## [TESTO IN ESAME]
---

I RISCHI DI UNA CARRIERA DA SCIENZIATO
In questo Paese ti senti un po’ un numero, più che in Italia. Tu sei il numero di pubblicazioni che hai, sei il numero di riconoscimenti che hai raggiunto. Qui il titolo è molto più importante della persona. E poi la mentalità è quella dei due opposti, purtroppo. Sei vincente o perdente. O sei l’uno o sei l’altro. E questo è molto pericoloso.
COSA TI HA AIUTATO?
È stata l’energia di New York che mi ha fatto tornare a vivere. Ho capito che dovevo muovermi, uscire, camminare per le strade, correre a Central Park e fermarmi ad osservare ogni volta che venivo colpita da qualcosa. Mi sforzavo di evocare la sensazione bellissima di libertà e di sorpresa che avevo provato in quell’alba di giugno sul ponte di Brooklyn. E quando tutto ha riaperto, la città non mi ha tradito. Ma devo molto innanzitutto a mio nonno, con cui sono cresciuta, e ai suoi consigli. È lui che ci ha ficcato in testa l’importanza di godere la vita, che vuol dire non solo cercare le cose belle della vita, prendersi tempo per sé, per le proprie passioni, ma anche avere un significato. Io quel significato l’ho incontrato e non è tutto nella ricerca.
CONSIGLI PER CHI ARRIVA A NEW YORK?
New York è una città spietata, uno deve esporsi, buttarsi, deve mettersi in gioco e sfidare se stesso. Nessuno viene a cercarti, se non sei tu a cercare loro. La vita del ricercatore, poi non dispensa molto tempo libero e questo è un problema quando si arriva in una città nuova. Quindi bisogna darsi da fare per trovare occasioni per socializzare e la città ti ripaga.
LA SCIENZA, COS’E’ PER TE?

---

## [INFORMAZIONI]

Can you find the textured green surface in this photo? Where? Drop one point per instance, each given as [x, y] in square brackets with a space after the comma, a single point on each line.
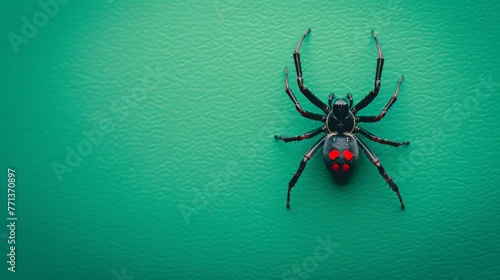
[187, 181]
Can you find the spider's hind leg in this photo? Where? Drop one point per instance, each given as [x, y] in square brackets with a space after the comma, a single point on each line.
[309, 154]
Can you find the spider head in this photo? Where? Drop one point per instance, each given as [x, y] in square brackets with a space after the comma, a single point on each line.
[340, 109]
[340, 118]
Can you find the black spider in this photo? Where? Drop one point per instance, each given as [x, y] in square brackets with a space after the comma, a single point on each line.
[340, 143]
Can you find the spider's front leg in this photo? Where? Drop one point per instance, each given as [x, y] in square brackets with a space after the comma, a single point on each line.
[306, 135]
[378, 74]
[300, 79]
[386, 108]
[373, 158]
[305, 114]
[375, 138]
[309, 154]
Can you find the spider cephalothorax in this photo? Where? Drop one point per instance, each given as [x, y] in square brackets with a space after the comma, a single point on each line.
[340, 142]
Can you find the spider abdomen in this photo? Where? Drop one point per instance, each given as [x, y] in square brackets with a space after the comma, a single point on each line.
[340, 154]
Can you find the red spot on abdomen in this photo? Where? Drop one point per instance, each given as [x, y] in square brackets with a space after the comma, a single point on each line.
[345, 167]
[334, 154]
[335, 167]
[347, 155]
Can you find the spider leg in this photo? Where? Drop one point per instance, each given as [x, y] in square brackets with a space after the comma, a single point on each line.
[373, 158]
[309, 154]
[378, 74]
[386, 108]
[330, 98]
[306, 135]
[306, 114]
[300, 80]
[374, 138]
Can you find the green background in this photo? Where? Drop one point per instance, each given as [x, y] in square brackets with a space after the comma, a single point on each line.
[186, 180]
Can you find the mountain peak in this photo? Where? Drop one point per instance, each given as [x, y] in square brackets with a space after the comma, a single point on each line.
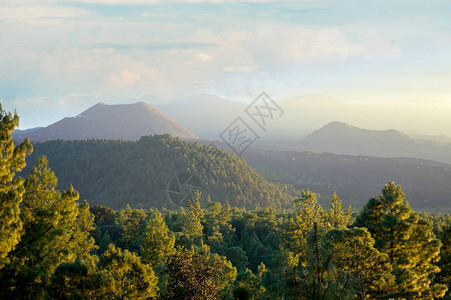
[118, 121]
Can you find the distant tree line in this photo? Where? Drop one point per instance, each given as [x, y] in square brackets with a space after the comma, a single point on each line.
[118, 172]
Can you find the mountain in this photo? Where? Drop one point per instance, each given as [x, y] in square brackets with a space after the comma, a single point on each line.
[205, 115]
[342, 138]
[102, 121]
[357, 178]
[156, 171]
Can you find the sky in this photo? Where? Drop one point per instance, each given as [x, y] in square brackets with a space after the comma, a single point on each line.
[57, 58]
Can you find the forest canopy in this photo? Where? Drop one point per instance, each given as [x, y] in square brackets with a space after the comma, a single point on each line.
[55, 246]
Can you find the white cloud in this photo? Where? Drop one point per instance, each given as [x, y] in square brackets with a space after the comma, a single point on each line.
[123, 79]
[204, 57]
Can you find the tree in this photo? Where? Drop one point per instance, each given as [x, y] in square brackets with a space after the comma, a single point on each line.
[407, 239]
[48, 217]
[192, 228]
[12, 160]
[125, 276]
[362, 270]
[335, 217]
[444, 276]
[198, 275]
[158, 241]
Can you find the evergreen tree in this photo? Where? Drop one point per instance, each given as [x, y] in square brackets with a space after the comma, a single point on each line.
[54, 233]
[125, 276]
[362, 271]
[158, 241]
[407, 240]
[12, 160]
[198, 275]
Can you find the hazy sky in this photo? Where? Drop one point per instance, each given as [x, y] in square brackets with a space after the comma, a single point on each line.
[59, 57]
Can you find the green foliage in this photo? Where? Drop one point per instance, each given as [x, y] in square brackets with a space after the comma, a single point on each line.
[198, 275]
[126, 276]
[114, 173]
[55, 248]
[408, 241]
[12, 160]
[51, 233]
[158, 241]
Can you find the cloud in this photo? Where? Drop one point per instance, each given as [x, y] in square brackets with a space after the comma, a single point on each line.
[123, 79]
[204, 57]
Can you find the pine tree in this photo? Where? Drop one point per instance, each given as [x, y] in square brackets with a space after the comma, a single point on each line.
[362, 271]
[12, 160]
[158, 241]
[49, 221]
[411, 247]
[125, 276]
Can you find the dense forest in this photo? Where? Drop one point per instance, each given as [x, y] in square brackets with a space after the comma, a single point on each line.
[119, 172]
[357, 178]
[54, 246]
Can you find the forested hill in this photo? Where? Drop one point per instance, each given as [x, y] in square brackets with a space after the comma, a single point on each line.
[140, 173]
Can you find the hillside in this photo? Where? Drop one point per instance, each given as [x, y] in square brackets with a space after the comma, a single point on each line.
[125, 121]
[140, 173]
[357, 178]
[341, 138]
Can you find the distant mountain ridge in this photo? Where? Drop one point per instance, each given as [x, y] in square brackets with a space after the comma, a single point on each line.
[342, 138]
[103, 121]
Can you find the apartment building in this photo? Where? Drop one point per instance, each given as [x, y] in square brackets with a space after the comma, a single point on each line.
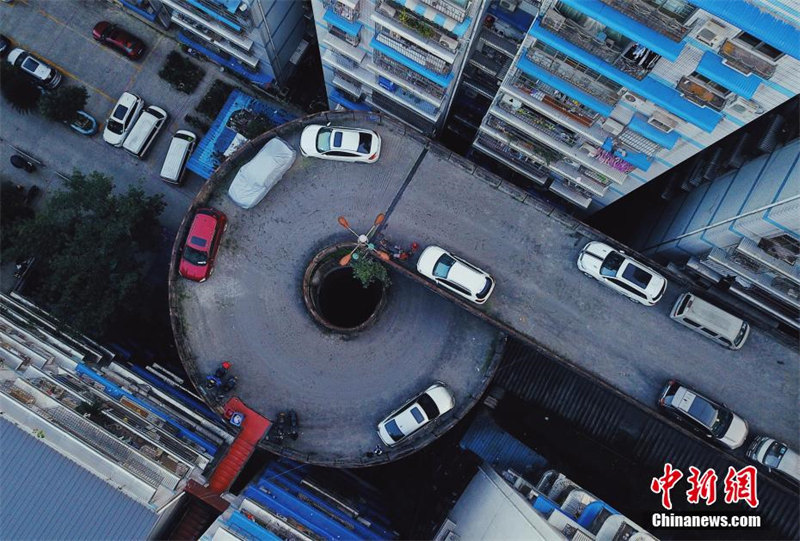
[115, 445]
[260, 41]
[605, 95]
[402, 57]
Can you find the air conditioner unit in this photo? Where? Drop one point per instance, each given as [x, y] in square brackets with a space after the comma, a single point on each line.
[448, 43]
[387, 10]
[553, 19]
[712, 33]
[509, 5]
[632, 99]
[746, 107]
[614, 127]
[663, 121]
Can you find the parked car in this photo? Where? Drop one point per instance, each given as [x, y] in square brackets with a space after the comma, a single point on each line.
[615, 269]
[434, 402]
[5, 45]
[455, 274]
[122, 118]
[257, 177]
[775, 456]
[118, 39]
[39, 71]
[707, 320]
[202, 243]
[703, 415]
[340, 143]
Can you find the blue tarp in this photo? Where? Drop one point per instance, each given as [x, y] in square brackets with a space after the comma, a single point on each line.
[216, 140]
[352, 28]
[712, 67]
[564, 87]
[258, 77]
[639, 124]
[758, 22]
[660, 94]
[441, 80]
[628, 27]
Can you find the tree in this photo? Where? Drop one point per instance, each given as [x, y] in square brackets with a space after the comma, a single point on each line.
[90, 245]
[18, 88]
[63, 103]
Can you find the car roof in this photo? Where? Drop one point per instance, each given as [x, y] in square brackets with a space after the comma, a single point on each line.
[203, 227]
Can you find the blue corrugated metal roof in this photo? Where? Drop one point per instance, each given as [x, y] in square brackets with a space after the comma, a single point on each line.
[628, 27]
[760, 23]
[498, 448]
[639, 124]
[668, 98]
[352, 28]
[48, 496]
[441, 80]
[563, 86]
[712, 67]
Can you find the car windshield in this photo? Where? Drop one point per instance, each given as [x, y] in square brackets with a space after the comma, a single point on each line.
[704, 412]
[443, 266]
[364, 142]
[393, 430]
[324, 140]
[774, 454]
[427, 404]
[611, 264]
[722, 423]
[637, 276]
[195, 257]
[30, 64]
[114, 126]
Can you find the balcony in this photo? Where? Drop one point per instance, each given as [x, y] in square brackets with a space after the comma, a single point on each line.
[651, 17]
[415, 53]
[511, 158]
[702, 93]
[455, 9]
[596, 43]
[575, 77]
[745, 60]
[416, 30]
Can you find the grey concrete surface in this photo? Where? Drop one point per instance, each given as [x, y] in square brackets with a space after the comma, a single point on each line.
[251, 312]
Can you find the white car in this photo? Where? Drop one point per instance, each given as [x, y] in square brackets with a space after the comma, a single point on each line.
[618, 271]
[455, 274]
[122, 118]
[434, 402]
[43, 74]
[340, 143]
[775, 456]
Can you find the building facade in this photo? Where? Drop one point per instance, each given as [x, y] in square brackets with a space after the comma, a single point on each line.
[260, 41]
[402, 57]
[605, 95]
[742, 229]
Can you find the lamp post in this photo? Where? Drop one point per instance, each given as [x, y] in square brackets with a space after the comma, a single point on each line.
[364, 241]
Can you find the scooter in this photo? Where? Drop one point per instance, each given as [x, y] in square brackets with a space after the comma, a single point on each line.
[21, 162]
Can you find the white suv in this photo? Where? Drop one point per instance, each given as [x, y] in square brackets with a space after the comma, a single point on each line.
[122, 118]
[618, 271]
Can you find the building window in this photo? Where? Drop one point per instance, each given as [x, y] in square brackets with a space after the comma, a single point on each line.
[758, 45]
[783, 247]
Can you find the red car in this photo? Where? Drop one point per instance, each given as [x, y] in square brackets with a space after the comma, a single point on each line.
[202, 243]
[119, 39]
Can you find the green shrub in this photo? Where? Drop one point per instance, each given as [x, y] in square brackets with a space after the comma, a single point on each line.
[215, 98]
[181, 73]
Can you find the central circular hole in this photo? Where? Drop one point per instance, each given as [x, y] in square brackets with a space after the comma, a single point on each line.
[344, 301]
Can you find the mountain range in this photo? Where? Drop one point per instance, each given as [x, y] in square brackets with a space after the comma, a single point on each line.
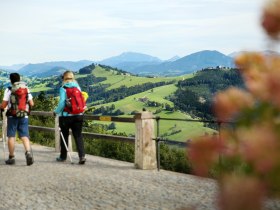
[136, 63]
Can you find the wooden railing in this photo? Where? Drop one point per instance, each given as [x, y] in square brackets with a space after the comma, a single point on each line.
[145, 149]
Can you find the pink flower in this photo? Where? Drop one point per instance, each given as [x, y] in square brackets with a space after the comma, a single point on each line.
[259, 145]
[240, 193]
[271, 18]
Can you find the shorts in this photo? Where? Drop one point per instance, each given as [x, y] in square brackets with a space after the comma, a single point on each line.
[17, 124]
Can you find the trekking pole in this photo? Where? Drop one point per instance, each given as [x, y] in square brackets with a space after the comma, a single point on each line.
[3, 132]
[66, 146]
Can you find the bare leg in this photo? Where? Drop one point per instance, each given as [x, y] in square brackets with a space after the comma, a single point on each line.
[11, 146]
[26, 143]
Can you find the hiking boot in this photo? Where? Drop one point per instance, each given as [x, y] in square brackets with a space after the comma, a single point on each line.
[59, 159]
[11, 160]
[82, 160]
[29, 158]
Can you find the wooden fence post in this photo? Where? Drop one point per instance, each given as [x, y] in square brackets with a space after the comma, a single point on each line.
[145, 148]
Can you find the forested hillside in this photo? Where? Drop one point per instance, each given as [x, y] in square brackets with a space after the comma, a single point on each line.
[119, 93]
[195, 95]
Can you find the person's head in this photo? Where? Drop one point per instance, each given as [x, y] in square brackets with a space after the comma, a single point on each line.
[14, 77]
[68, 76]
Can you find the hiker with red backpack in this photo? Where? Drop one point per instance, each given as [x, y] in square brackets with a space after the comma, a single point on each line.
[18, 99]
[70, 109]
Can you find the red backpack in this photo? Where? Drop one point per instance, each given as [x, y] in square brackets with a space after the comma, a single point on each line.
[19, 100]
[75, 102]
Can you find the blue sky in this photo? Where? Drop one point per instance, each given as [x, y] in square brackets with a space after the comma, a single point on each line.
[34, 31]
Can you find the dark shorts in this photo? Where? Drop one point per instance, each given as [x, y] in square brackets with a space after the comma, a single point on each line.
[17, 124]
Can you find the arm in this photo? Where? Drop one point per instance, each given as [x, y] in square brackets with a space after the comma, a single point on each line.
[6, 98]
[4, 104]
[31, 103]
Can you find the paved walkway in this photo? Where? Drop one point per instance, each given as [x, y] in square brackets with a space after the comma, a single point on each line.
[99, 184]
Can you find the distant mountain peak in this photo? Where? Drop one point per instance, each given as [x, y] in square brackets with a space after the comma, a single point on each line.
[174, 58]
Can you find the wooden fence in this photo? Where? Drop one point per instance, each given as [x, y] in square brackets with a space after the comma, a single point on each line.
[145, 147]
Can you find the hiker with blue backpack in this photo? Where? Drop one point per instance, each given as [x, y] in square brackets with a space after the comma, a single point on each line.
[70, 109]
[18, 100]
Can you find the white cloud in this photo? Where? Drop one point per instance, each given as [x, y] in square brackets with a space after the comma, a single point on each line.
[38, 30]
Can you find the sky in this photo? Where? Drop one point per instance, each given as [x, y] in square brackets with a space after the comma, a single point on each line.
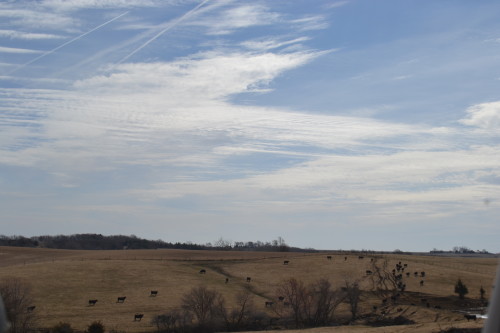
[353, 124]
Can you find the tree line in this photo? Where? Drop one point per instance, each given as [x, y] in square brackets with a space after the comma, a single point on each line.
[119, 242]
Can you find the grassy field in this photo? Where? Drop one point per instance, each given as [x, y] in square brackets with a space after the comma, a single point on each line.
[63, 281]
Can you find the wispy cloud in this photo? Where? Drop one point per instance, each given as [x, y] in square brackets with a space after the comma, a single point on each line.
[17, 50]
[228, 20]
[13, 34]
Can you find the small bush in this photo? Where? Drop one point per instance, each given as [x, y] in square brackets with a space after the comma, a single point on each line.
[96, 327]
[62, 328]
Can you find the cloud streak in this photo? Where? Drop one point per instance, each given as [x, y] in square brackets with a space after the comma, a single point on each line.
[66, 43]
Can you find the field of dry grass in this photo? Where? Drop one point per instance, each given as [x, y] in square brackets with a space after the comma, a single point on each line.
[63, 281]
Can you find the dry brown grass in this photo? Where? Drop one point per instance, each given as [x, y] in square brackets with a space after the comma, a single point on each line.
[63, 282]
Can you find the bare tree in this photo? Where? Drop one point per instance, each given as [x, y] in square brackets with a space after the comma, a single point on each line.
[311, 305]
[201, 302]
[353, 296]
[238, 316]
[17, 298]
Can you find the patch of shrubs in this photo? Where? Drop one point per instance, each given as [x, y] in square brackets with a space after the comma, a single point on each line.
[390, 321]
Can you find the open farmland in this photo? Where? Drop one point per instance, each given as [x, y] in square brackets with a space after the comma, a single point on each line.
[63, 281]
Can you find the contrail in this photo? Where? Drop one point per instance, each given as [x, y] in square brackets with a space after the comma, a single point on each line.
[68, 42]
[189, 13]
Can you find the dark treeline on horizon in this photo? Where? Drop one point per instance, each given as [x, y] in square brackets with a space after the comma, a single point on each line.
[119, 242]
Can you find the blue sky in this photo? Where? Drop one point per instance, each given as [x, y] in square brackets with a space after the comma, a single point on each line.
[354, 124]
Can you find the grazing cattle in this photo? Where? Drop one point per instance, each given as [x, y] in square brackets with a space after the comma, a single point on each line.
[469, 317]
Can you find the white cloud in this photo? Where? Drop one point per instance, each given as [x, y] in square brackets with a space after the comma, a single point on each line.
[17, 50]
[228, 20]
[484, 115]
[27, 35]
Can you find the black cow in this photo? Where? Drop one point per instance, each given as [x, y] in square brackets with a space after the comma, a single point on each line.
[269, 304]
[469, 317]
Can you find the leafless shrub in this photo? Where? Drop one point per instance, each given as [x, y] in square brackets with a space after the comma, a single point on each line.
[17, 299]
[352, 296]
[311, 305]
[202, 302]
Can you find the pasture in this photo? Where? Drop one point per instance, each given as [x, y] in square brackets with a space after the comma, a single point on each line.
[63, 282]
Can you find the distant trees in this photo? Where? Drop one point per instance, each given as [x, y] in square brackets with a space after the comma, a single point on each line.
[17, 298]
[61, 328]
[205, 310]
[96, 327]
[118, 242]
[461, 289]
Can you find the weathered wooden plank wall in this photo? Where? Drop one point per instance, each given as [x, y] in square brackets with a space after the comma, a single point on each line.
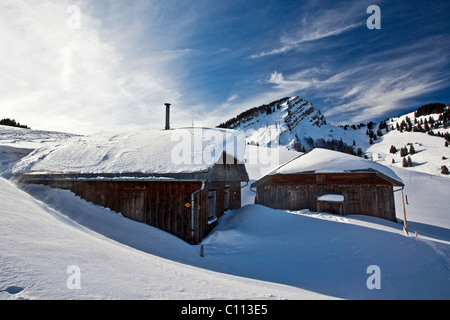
[373, 197]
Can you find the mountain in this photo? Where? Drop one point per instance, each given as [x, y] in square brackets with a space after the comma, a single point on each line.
[51, 240]
[295, 124]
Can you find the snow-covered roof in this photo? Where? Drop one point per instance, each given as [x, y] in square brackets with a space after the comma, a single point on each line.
[328, 161]
[184, 150]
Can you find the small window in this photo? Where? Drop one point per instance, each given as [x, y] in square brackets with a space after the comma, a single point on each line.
[226, 198]
[212, 206]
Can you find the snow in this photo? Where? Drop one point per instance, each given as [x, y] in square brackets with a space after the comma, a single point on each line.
[146, 151]
[328, 161]
[253, 253]
[331, 198]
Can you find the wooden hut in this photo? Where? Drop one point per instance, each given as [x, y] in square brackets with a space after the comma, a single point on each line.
[180, 181]
[330, 181]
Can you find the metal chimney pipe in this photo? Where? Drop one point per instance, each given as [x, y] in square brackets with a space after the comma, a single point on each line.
[167, 116]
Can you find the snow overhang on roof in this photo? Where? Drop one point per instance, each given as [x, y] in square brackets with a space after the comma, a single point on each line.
[159, 153]
[331, 162]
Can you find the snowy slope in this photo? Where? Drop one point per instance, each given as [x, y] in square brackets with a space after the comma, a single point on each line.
[254, 252]
[295, 124]
[145, 151]
[38, 244]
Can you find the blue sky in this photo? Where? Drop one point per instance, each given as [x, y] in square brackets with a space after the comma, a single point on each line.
[113, 64]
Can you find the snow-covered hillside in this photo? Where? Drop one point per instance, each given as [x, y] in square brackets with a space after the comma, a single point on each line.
[295, 124]
[253, 253]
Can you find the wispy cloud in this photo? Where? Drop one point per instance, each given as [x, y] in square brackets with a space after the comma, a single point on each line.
[84, 79]
[313, 27]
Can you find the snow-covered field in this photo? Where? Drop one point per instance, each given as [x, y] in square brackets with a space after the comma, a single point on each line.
[52, 241]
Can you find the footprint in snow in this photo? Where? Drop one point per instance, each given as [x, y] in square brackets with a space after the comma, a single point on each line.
[12, 290]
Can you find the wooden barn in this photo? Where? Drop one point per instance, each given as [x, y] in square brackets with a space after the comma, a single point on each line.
[180, 181]
[330, 181]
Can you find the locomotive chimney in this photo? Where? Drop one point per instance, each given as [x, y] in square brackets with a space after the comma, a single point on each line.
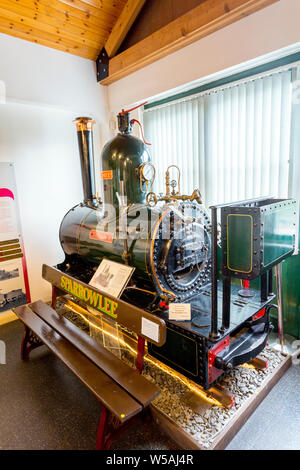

---

## [PROBLEMI DA RISOLVERE]
- a) Trascrivi dal testo in esame il passo compreso tra "È stata l’energia" e "tutto nella ricerca.", estremi inclusi.
- b) Riassumi il testo in esame in due frasi.
Le righe costituiscono materiale a sé stante, distinto dal testo.

## [RISPOSTE IN ORDINE]
- a)
È stata l’energia di New York che mi ha fatto tornare a vivere. Ho capito che dovevo muovermi, uscire, camminare per le strade, correre a Central Park e fermarmi ad osservare ogni volta che venivo colpita da qualcosa. Mi sforzavo di evocare la sensazione bellissima di libertà e di sorpresa che avevo provato in quell’alba di giugno sul ponte di Brooklyn. E quando tutto ha riaperto, la città non mi ha tradito. Ma devo molto innanzitutto a mio nonno, con cui sono cresciuta, e ai suoi consigli. È lui che ci ha ficcato in testa l’importanza di godere la vita, che vuol dire non solo cercare le cose belle della vita, prendersi tempo per sé, per le proprie passioni, ma anche avere un significato. Io quel significato l’ho incontrato e non è tutto nella ricerca.

- b) Nel Paese descritto si è valutati per il numero di pubblicazioni e riconoscimenti, con una pericolosa mentalità che divide tra vincenti e perdenti, mentre l'energia di New York e i consigli del nonno sull'importanza di godere la vita hanno aiutato chi parla. New York è presentata come una città spietata in cui bisogna esporsi e cercare occasioni per socializzare, anche perché la vita del ricercatore lascia poco tempo libero.